#### Quoted passage:
Dead in Their Tracks
Crossing America’s Desert Borderlands in the New Era
During the Sonoran Desert’s glorious and brutal summer season Annerino, a photojournalist, author, and explorer, watched four border crossers step off a bus and nonchalantly head into the American no-man’s land. On assignment for Newsweek, Annerino did more than just watch on that blistering August day. He joined them on their ultramarathon, life-or-death quest to find work to feed their families, amid temperatures so hot your parched throat burns from breathing and drinking water is the ultimate treasure.
As their water dwindled and the heat punished them, Annerino and the desperate men continued marching fifty miles in twenty-four hours and managed to survive their harrowing journey across the deadliest migrant trail in North America, El Camino del Diablo, “The Road of the Devil.” Driven by the mounting death toll, John returned again and again to the sun-scorched despoblado (uninhabited lands)—where hidden bighorn sheep water tanks glowed like diamonds—to document the lives, struggles, and heartbreaking remains of those who continue to disappear and perish in a region that’s claimed the lives of more than 9,700 men, women, and children.

#### Data records:
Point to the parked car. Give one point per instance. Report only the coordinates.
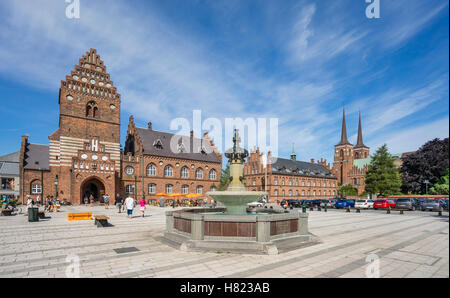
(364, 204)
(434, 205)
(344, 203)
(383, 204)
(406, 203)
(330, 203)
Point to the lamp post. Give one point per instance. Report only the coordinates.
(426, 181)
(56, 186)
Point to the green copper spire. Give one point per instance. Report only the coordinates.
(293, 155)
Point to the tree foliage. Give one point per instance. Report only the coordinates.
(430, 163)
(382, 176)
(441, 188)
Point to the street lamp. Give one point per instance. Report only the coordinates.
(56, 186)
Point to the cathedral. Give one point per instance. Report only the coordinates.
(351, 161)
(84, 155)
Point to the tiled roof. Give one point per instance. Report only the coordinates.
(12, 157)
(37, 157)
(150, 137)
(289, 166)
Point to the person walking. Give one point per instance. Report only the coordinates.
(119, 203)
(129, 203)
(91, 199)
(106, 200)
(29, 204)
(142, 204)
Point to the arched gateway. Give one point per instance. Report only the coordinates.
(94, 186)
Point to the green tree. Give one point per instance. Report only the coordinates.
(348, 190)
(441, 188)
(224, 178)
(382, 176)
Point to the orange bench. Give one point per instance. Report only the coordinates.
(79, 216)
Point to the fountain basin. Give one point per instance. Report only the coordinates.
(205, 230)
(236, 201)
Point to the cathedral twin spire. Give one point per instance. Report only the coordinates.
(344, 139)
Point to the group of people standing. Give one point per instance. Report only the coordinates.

#### The request:
Please check each of these statements against the passage on crossing the desert borderlands, answering yes or no and quoting the words of the passage that decide it: (a) Annerino was on assignment for Newsweek. (b) The men marched fifty miles in twelve hours. (c) Annerino watched five border crossers step off a bus.

#### Solution for this problem:
(a) Yes: "On assignment for Newsweek."
(b) No: "continued marching fifty miles in twenty-four hours."
(c) No: "watched four border crossers step off a bus."